AWS Clean Rooms helps customers and their partners more easily and securely collaborate and analyze their collective datasets - without sharing or copying one another's underlying data. In this lab, we'll explore how to use AWS Clean Rooms to share data sets between two collaborating parties in different accounts to run join and aggregate queries without compromising the underlying PII and sensitive data.
In order to explore the data with Amazon Athena and Apache Spark, we'll create the following architecture.
Before you start, there are a few things you should know:
- The resources created in this lab will have some costs associated with them.
- You will need an IAM user or role with appropriate permissions to execute this lab. This includes permissions to create the resources defined in the CloudFormation template, as well as the manual activities performed through the AWS Management Console.
- This lab does not rely on AWS Lake Formation for Glue catalog permissions; however, if Lake Formation is configured for the account, you will need to ensure the S3 bucket used for Clean Rooms is not managed by AWS Lake Formation.
For this workshop, you will need two AWS accounts - one to represent the Insurance company and another for the Advertising company.
1.1. Login to your Insurance account.
1.2. Download the CloudFormation template file here. This template will create the following in your account:
- S3Bucket - -cleanroomslab-insurancedata - this bucket will be used to hold our Insurance data.

WHAT YOU NEED TO DO
Continue the AWS Clean Rooms lab instructions from their last line.

DATASET CONTENT
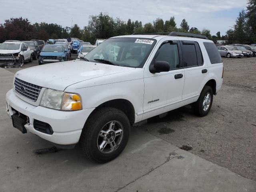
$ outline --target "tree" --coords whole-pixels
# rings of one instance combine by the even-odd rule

TASK ANSWER
- IAM Role - -InsGlueExecutionRole - this role will be used by AWS Glue to crawl the dataset.
- Glue Catalog Database - InsuranceDatabase - this database will hold the metadata for our data.
- Glue Crawler - -cleanroomslab-ins-crawler - this will create the table metadata in the AWS Glue data catalog.
- IAM Role - -InsCleanRoomsServiceRole - this IAM role will be used by CleanRooms.
1.3. Log into your AWS Management Console, and navigate to AWS CloudFormation.
1.4. Click Create stack, then select With new resources (standard)
1.5. Select Upload a template file, then browse to the insurance-resources.json file and click Next.
1.6. Enter cleanroomslabins
as the Stack name and click Next.
1.7. On the Configure stack options page, leave the default values and click Next.
1.8. On the final page, scroll to the end and mark the checkbox next to I acknowledge that AWS CloudFormation might create IAM resources with custom names., then click Submit.
1.9. Wait until the stack has completed successfully.
2.1. Navigate to Cloud Shell in the AWS Management Console.
2.2. Execute the following statements.
accountid=$(aws sts get-caller-identity --query "Account" --output text)
aws s3 cp s3://ws-assets-prod-iad-r-syd-b04c62a5f16f7b2e/d358030d-c47c-4c04-a580-bbe16e91ea74/v1_0/customers.csv ./customers.csv
aws s3 cp s3://ws-assets-prod-iad-r-syd-b04c62a5f16f7b2e/d358030d-c47c-4c04-a580-bbe16e91ea74/v1_0/policies.csv ./policies.csv
aws s3 cp customers.csv s3://$accountid-cleanroomslabins-insdata/data/customers/customers.csv
aws s3 cp policies.csv s3://$accountid-cleanroomslabins-insdata/data/policies/policies.csv
2.3. Navigate to AWS Glue in the AWS Management Console.
2.4. Select Crawlers in the natigation pane, and select the -cleanroomslabins-ins-crawler.
2.5. Click Run, and wait for the crawler to complete - the state with be either Ready or Stopping. Note that 2 tables should have been added to the Glue Data Catalog.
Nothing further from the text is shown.